_书面任务_: 请用两句话概括这篇介绍罗子丹的资料。

_原文段落_:
- - - - - - -
2009-11-11 10:25:58 来源: artda 作者:artda

罗子丹

简历
罗子丹,1971年出生于四川省泸州市纳溪县
现工作、生活于成都

群展
1995 “听男人讲女人的故事”系列艺术展,雅风艺术沙龙,成都
1995 “成都油画展”,中国美术馆,北京
1996 “雕塑与当代文献展”,成都
“一半白领·一半农民” ,成都
1997 “中国'89后艺术”展
1998 “都市人格”组展,重庆
1999 “超市艺术展”,上海
“首届世界华人装置艺术文献展”,中国香港
2000 “艺术大餐”展,北京
“90年代中国前卫美术家资料展”,福冈现代美术馆,日本
2001 与“成都电视台”合作,创作并导演观念艺术电视片“老家·人们·祖坟”,并实施了十五件实验艺术作品,成都
“中国方案:旋转360度”-第六届中国当代艺术研究文献资料展
2002 “重新解读:中国实验艺术十年”首届广州三年展,广东美术馆,广州
2003 “第50届全国药品交易会(成都)暨第二届全国非处方药(OTC)交易会”上,为“四川好医生制药有限公司”量身定做了行为艺术作品“我轻松了”,成都会展中心,成都
2004 “中国制造”观念家具展,上海艺术沙龙,上海
2007 “从西南出发-西南当代艺术展1985-2007”,广东美术馆,广州

艺术家作品

  

罗子丹行为艺术《一半白领一半农民》实施的较详细经过
时间:1996年12月4日
地点:成都市中心春熙路一带(1996年12月15日在郊区再次实施了3个多小时)
持续:耗时3个多小时

材料:“一半”是农民/庄稼人装束—— 一只无袜的脚踏进敷着干泥的旧胶鞋,衣服是从田间地头收来的(由于主人长期在阳光下弯腰劳作故以脊背为中心颜色自然的由浅入深),兜里装着一包八毛钱的“什梅”牌香烟和一堆皱巴巴的小面额纸币;“另一半”服饰高档、时尚,一只意大利皮鞋,兜里是特醇555香烟和塞了较厚一叠百元大钞的真皮钱夹,雪白衬衣的胸袋露出新款爱立信手机的黑色圆头,真丝暗花的皮尔卡丹领带一半被细致的缝入了旁边“农民”的粗布蓝衫下(“农民”黝黑的肤色在对比中十分明显,细心的人群甚至能发现“他”指甲里的积垢)。约定12月4日(星期三)上午10点开始,地点就是成都市中心的春熙路。

想到第二天的活动,虽然睡得还算踏实,但心里总有一些不踏实与软弱,我七点钟便起了床,然后把裁缝接了过来,我准备好了一套从田间地头收来的农民服装,需要她按照我的身材再缝合一下,连接身上另一半的白领服装。这之前,我早早的将戏剧油彩搅拌好尘土抹在了“农民一半”的皮肤上——那是一种看上去有点脏的古铜色。
- - - - - - -
_数据部分_:
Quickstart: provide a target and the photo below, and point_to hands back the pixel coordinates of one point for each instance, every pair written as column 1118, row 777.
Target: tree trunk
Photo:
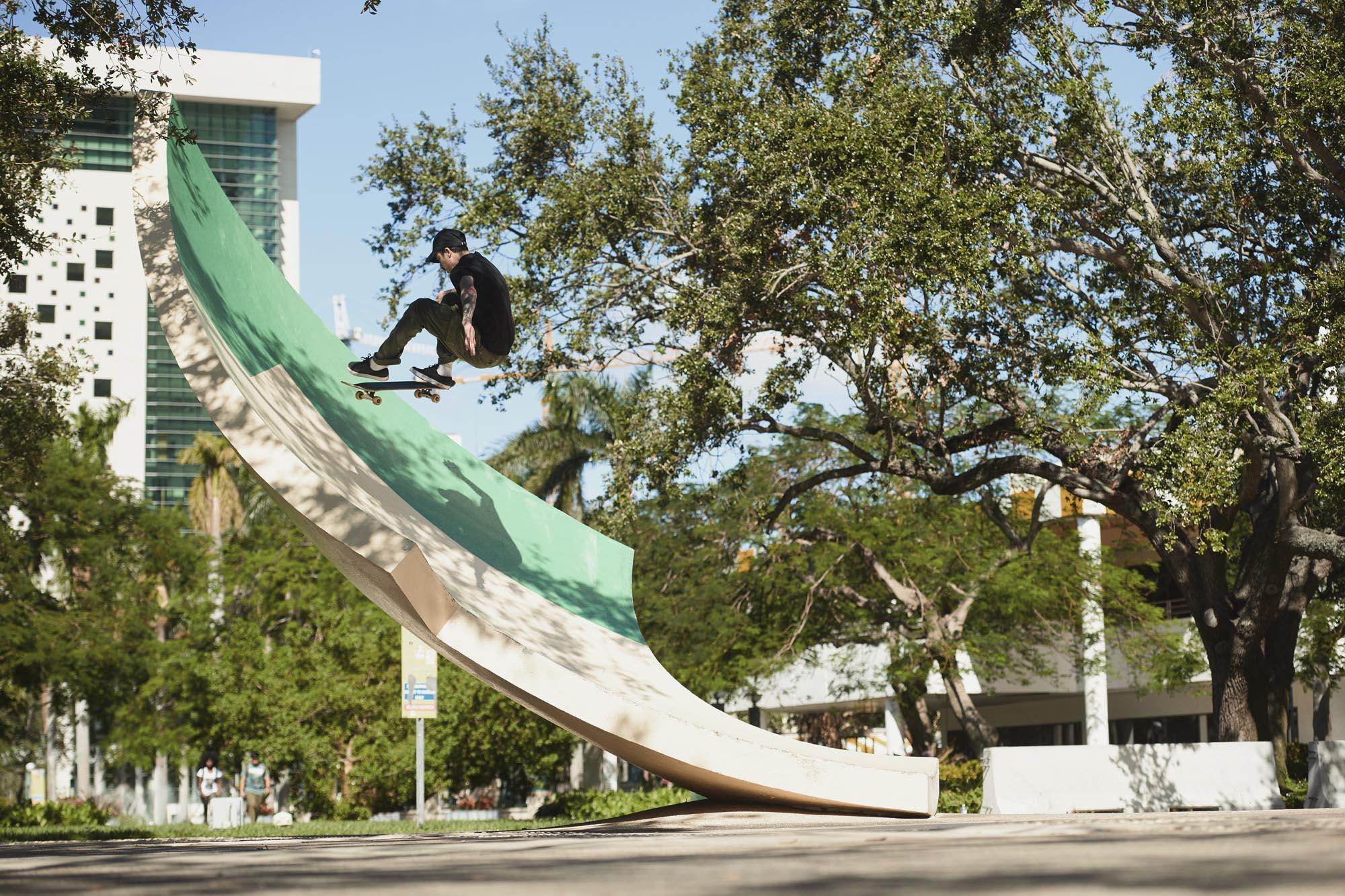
- - - - - - -
_参考答案_: 罗子丹1971年出生于四川省泸州市纳溪县,现在在成都工作和生活,1995年到2007年间参加过成都、北京、上海、广州等地的多个群展。他的行为艺术《一半白领一半农民》于1996年12月4日在成都春熙路一带进行,耗时三个多小时,他身上一半是农民装束,另一半是高档时尚的白领服饰。